**ASSIGNMENT:** Reproduce the article below about Anthony Edwards's game-saving block, word for word and in full.
### PAGE EXTRACT
It’s a bird, it’s a plane, it’s Anthony Edwards, soaring up to save the Timberwolves season
Surely, he was running on springs.
Jumping on a trampoline.
Shot out of a cannon.
Something supernatural took place as Anthony Edwards took off in the final second Thursday in Indiana. Because there’s no logical explanation for a player leaping as high as the 22-year-old guard did — figuratively touching the heavens and literally slamming his head off the side of the rim — as he soared to reject Aaron NeSmith’s game-tying layup attempt at the rim to save Minnesota’s 113-111 road victory over the Pacers.
“I saw him at the lane, I knew he was going for the layup. I was like, ‘Man, I’m finna go get this,” Edwards said in his postgame, on-court television interview. “I ain’t ever jumped that high in my life.”
It was Superman lifting a building. Spiderman climbing a wall. Doctor Strange Teleporting.
Anthony Edwards saving the Timberwolves’ season.
No, one victory doesn’t define or salvage a campaign. But Minnesota was in need of a lift Thursday, or some type of reassurance that everything could possibly be alright. The news of Karl-Anthony Towns’ meniscus tear and impending surgery, that will keep him out of the lineup for at least a month, was enough to make everyone question whether this team’s goals, which stretch as high as a championship, are no longer attainable.
######
### DATA EXCERPTS
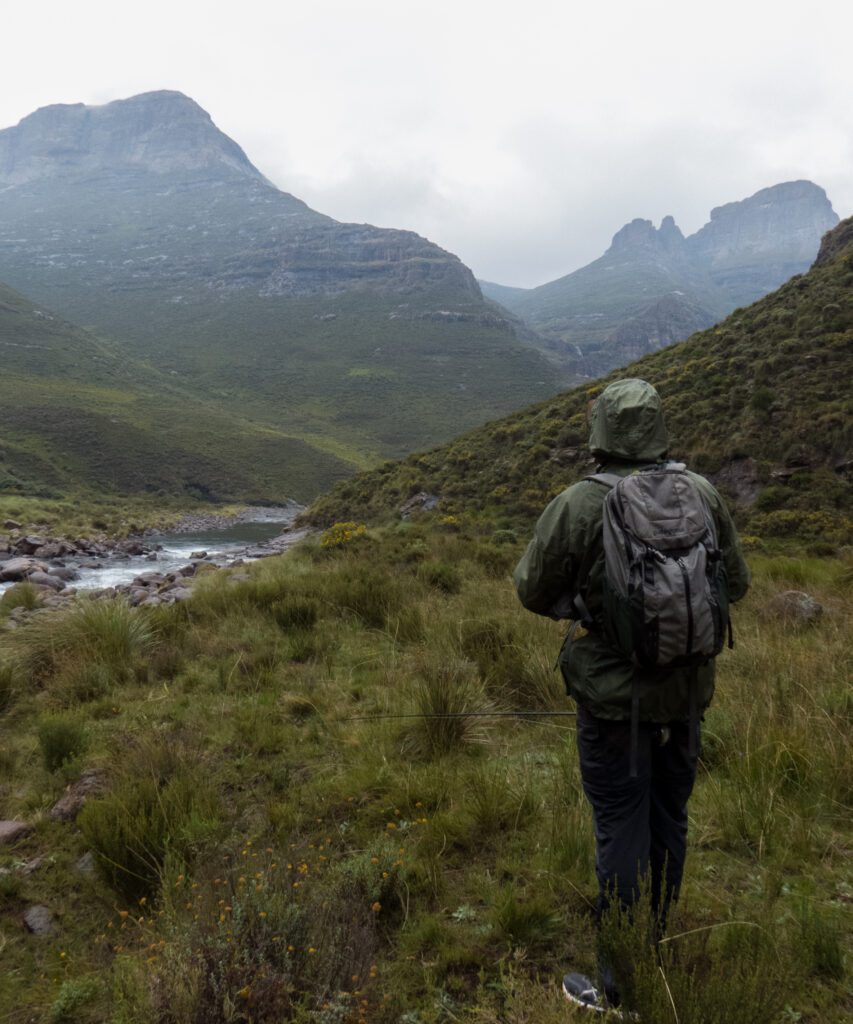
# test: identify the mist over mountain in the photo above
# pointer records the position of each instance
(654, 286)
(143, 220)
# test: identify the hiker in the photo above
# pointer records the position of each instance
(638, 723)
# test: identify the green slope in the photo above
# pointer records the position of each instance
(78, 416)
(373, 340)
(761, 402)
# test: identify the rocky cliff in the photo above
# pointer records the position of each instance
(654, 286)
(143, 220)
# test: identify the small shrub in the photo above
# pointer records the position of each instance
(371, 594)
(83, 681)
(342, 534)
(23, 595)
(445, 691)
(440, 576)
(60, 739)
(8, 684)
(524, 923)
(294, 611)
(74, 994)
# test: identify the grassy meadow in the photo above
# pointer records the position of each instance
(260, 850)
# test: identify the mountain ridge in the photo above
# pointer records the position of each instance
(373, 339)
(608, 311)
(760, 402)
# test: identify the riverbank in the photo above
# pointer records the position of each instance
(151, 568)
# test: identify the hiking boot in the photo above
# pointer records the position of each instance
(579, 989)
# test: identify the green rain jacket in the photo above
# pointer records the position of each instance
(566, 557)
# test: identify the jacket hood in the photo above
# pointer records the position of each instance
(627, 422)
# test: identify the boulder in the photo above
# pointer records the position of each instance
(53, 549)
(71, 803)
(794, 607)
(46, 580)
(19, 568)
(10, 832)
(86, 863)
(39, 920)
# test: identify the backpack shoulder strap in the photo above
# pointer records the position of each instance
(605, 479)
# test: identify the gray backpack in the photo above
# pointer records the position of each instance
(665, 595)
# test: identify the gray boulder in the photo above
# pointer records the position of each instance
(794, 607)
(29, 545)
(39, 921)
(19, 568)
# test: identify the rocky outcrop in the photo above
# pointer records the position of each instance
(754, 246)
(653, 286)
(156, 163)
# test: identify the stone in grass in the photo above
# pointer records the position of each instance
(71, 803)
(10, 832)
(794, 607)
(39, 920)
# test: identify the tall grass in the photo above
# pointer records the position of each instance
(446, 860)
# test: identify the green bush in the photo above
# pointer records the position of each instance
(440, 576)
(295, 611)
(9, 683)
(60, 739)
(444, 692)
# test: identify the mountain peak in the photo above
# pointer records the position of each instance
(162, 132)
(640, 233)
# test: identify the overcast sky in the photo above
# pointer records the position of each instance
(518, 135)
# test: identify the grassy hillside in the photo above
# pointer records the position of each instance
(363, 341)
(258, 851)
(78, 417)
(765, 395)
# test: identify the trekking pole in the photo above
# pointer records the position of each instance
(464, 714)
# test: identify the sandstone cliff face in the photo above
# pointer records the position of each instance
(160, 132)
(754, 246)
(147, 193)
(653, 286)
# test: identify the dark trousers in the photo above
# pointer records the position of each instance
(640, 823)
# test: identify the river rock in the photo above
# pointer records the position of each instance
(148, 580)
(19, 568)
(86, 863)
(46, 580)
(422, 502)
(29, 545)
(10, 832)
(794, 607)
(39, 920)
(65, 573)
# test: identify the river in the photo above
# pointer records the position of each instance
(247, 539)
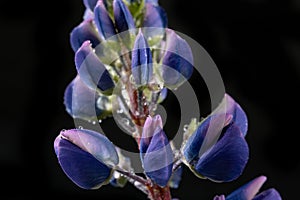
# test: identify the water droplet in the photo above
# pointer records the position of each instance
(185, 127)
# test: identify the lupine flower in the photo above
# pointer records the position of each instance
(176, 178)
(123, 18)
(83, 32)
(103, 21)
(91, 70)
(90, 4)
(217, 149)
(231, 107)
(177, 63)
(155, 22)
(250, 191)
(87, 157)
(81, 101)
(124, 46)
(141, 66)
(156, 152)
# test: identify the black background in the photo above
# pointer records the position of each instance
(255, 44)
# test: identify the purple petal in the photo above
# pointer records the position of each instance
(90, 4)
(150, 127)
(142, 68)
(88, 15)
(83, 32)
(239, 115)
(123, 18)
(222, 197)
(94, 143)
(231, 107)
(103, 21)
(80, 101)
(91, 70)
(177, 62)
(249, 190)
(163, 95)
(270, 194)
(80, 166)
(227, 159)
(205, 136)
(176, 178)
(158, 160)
######
### DATA EXCERPTS
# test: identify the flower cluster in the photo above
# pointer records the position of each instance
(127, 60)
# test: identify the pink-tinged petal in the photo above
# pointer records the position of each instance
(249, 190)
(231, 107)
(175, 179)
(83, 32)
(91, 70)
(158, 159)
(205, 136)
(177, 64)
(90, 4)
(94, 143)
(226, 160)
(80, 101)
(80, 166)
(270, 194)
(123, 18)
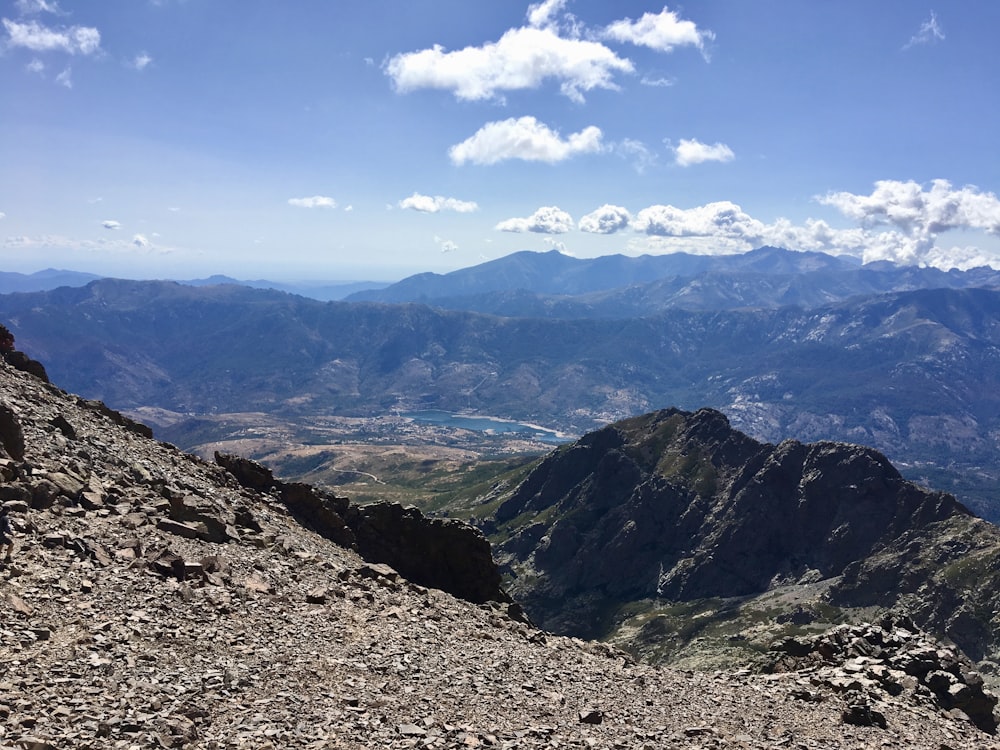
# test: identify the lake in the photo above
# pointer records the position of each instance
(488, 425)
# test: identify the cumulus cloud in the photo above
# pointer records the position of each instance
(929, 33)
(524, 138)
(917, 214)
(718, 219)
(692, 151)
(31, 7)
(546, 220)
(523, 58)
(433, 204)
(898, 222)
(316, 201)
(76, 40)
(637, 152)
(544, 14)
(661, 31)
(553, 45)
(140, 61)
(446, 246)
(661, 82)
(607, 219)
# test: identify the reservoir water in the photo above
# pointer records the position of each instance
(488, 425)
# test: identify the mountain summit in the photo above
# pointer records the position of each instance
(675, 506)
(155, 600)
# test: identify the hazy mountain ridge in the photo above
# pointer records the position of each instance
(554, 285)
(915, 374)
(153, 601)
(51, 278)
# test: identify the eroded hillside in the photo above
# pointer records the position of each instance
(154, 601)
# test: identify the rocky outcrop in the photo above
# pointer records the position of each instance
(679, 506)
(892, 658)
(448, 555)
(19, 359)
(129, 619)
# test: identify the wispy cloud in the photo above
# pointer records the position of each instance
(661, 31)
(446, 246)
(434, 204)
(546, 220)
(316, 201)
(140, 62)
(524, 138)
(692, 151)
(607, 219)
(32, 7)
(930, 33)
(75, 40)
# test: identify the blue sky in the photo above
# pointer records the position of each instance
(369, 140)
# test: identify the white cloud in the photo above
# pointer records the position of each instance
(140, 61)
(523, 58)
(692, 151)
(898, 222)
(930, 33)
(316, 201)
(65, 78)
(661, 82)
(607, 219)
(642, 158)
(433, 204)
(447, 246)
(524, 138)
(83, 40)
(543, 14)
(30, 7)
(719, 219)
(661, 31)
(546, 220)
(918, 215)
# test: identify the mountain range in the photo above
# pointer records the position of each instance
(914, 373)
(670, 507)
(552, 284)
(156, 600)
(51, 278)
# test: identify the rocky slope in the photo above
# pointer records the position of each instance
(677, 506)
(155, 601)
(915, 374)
######
### DATA EXCERPTS
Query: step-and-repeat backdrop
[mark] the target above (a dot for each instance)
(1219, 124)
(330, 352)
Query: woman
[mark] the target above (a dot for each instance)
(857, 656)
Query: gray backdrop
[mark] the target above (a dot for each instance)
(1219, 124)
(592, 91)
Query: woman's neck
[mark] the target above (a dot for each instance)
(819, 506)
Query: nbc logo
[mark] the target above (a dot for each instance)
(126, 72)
######
**RESULT BELOW:**
It’s a bird, it’s a plane, it’s Anthony Edwards, soaring up to save the Timberwolves season
Surely, he was running on springs.
Jumping on a trampoline.
Shot out of a cannon.
Something supernatural took place as Anthony Edwards took off in the final second Thursday in Indiana. Because there’s no logical explanation for a player leaping as high as the 22-year-old guard did — figuratively touching the heavens and literally slamming his head off the side of the rim — as he soared to reject Aaron NeSmith’s game-tying layup attempt at the rim to save Minnesota’s 113-111 road victory over the Pacers.
“I saw him at the lane, I knew he was going for the layup. I was like, ‘Man, I’m finna go get this,” Edwards said in his postgame, on-court television interview. “I ain’t ever jumped that high in my life.”
It was Superman lifting a building. Spiderman climbing a wall. Doctor Strange Teleporting.
Anthony Edwards saving the Timberwolves’ season.
No, one victory doesn’t define or salvage a campaign. But Minnesota was in need of a lift Thursday, or some type of reassurance that everything could possibly be alright. The news of Karl-Anthony Towns’ meniscus tear and impending surgery, that will keep him out of the lineup for at least a month, was enough to make everyone question whether this team’s goals, which stretch as high as a championship, are no longer attainable.